Stored records:
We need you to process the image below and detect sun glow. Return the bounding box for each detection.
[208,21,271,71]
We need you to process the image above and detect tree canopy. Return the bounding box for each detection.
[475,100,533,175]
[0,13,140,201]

▸ **YOUR ASSIGNMENT**
Every record is to be repeated exactly as it stands above.

▸ **WRITTEN RESPONSE**
We need you to process the image below and detect sun glow. Return the bounding box for each detection.
[208,21,271,71]
We need you to process the image above and detect tree canopy. Return the bounding box for each detection.
[475,100,533,175]
[0,13,140,201]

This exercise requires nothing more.